Hacker News new | ask | show | jobs
by everforward 769 days ago
You run most of these models in something that wraps them in an HTTP API. I use Ollama, which I think is the most popular but I’m not in a great position to judge. My impression is that it handles running models on CPU better.

So you’d basically install Ollama, download one of the versions of this model off HuggingFace, create a Modelfile since this isn’t in the default Ollama repo, and then Ollama can answer prompts with the model. Modelfiles are very simple, based on Dockerfiles. It takes like 15 seconds to make one if you aren’t messing with the various parameters.

Once it’s in Ollama, just get one of the various GPT plugins for VSCode and give it the Ollama URL (http://localhost:11434 by default). I use continue.dev but there are many.

Continue takes over the tab autocomplete with the LLM, and has a chat window on the right where you can use keyboard shortcuts to copy code into the prompt and ask it to edit/generate code or ask questions about existing code.

2 comments

if you can compile stuff, then looking at llama.cpp (what ollama uses) is also interesting: https://github.com/ggerganov/llama.cpp

the server is here: https://github.com/ggerganov/llama.cpp/tree/master/examples/...

And you can search for any GGUF on huggingface

Thank you so much! That sounds surprisingly straightforward. I expected a lot more fiddling to get going.

Where would I start if I wanted to use a model programmatically ? Like let's say I am building a chat bot. I have a large data set of replies I want the model to mimic, and I'd want to do this in Python. Of course, I'd probably use a different model than Granite.

This is stretching my own knowledge, so if someone else knowledgeable wants to take a stab here I would appreciate a response as well!

Before doing that, I would start basic. Pull llama3 and see what it does with your prompts. You may be surprised how much is already in there and just not need to involve your own data at all. If that doesn’t work, check HuggingFace to see if someone has already made a model/fine tune/LoRA for what you’re trying to do. There are many, eg I found a Magic The Gathering rules model the other day.

If those fails, or you just want to play with your own data, you’ll need to figure out what “mimic” means.

-- Tasks and exercises --
(a) Answer these questions using the thread.
(i) What is the default Ollama URL given to the VSCode plugin?
(ii) What does the thread say Ollama uses underneath?
(iii) Which model is suggested to pull first before involving your own data?
(b) Repeat everything in the thread from "Hacker News new" down to "there are many.", word for word.

-- Information supplied --
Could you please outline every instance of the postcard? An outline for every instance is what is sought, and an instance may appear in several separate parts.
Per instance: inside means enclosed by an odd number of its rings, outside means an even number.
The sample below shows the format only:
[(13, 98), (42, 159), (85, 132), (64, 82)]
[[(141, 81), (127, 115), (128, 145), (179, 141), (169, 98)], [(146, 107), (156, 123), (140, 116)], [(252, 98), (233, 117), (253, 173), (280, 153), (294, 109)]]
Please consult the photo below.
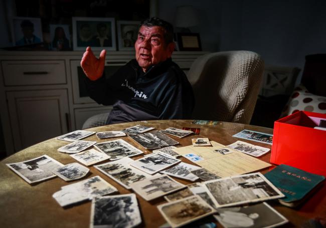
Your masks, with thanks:
[(154, 153), (135, 160), (130, 165), (152, 175), (180, 161), (181, 160), (164, 153)]
[(98, 196), (92, 200), (91, 228), (131, 228), (141, 223), (135, 194)]
[(186, 187), (186, 185), (167, 175), (160, 175), (135, 182), (130, 186), (135, 192), (147, 201)]
[(228, 145), (227, 147), (254, 157), (259, 157), (270, 150), (267, 148), (252, 145), (242, 141), (237, 141), (232, 144)]
[(224, 177), (204, 182), (217, 207), (284, 197), (260, 172)]
[(58, 149), (58, 151), (67, 153), (79, 153), (88, 147), (90, 147), (95, 143), (96, 143), (96, 142), (78, 140), (59, 148)]
[(52, 172), (57, 168), (63, 166), (63, 164), (59, 161), (46, 155), (6, 165), (30, 184), (56, 177)]
[(243, 130), (233, 136), (270, 145), (273, 143), (273, 135), (250, 130)]
[(74, 142), (76, 140), (86, 138), (96, 132), (94, 131), (84, 131), (83, 130), (77, 130), (56, 138), (60, 140), (68, 141), (68, 142)]
[(123, 157), (131, 157), (143, 153), (141, 150), (121, 139), (97, 143), (94, 146), (111, 157), (110, 160), (116, 160)]
[(180, 227), (216, 212), (198, 195), (157, 206), (158, 210), (173, 228)]
[(91, 165), (110, 158), (109, 156), (95, 149), (85, 150), (78, 153), (71, 154), (71, 156), (85, 165)]
[(53, 171), (53, 173), (66, 181), (69, 181), (84, 177), (89, 171), (89, 168), (74, 162), (58, 168)]

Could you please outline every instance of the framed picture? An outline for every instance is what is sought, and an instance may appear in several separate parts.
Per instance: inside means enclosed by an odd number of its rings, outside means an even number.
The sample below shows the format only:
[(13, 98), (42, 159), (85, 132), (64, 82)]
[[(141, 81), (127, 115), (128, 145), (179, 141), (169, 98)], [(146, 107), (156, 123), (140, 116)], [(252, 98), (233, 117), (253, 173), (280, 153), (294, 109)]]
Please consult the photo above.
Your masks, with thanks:
[(178, 33), (180, 51), (202, 51), (199, 33)]
[(120, 51), (133, 51), (140, 22), (118, 21), (118, 42)]
[(72, 18), (72, 29), (74, 51), (116, 50), (114, 18)]
[(40, 18), (13, 18), (12, 27), (14, 46), (22, 46), (43, 41)]
[(69, 25), (50, 25), (50, 36), (53, 50), (70, 50), (70, 33)]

-- Per-task outputs --
(a)
(i) http://localhost:11434
(ii) llama.cpp
(iii) llama3

(b)
Hacker News new | ask | show | jobs
by everforward 769 days ago
You run most of these models in something that wraps them in an HTTP API. I use Ollama, which I think is the most popular but I’m not in a great position to judge. My impression is that it handles running models on CPU better.

So you’d basically install Ollama, download one of the versions of this model off HuggingFace, create a Modelfile since this isn’t in the default Ollama repo, and then Ollama can answer prompts with the model. Modelfiles are very simple, based on Dockerfiles. It takes like 15 seconds to make one if you aren’t messing with the various parameters.

Once it’s in Ollama, just get one of the various GPT plugins for VSCode and give it the Ollama URL (http://localhost:11434 by default). I use continue.dev but there are many.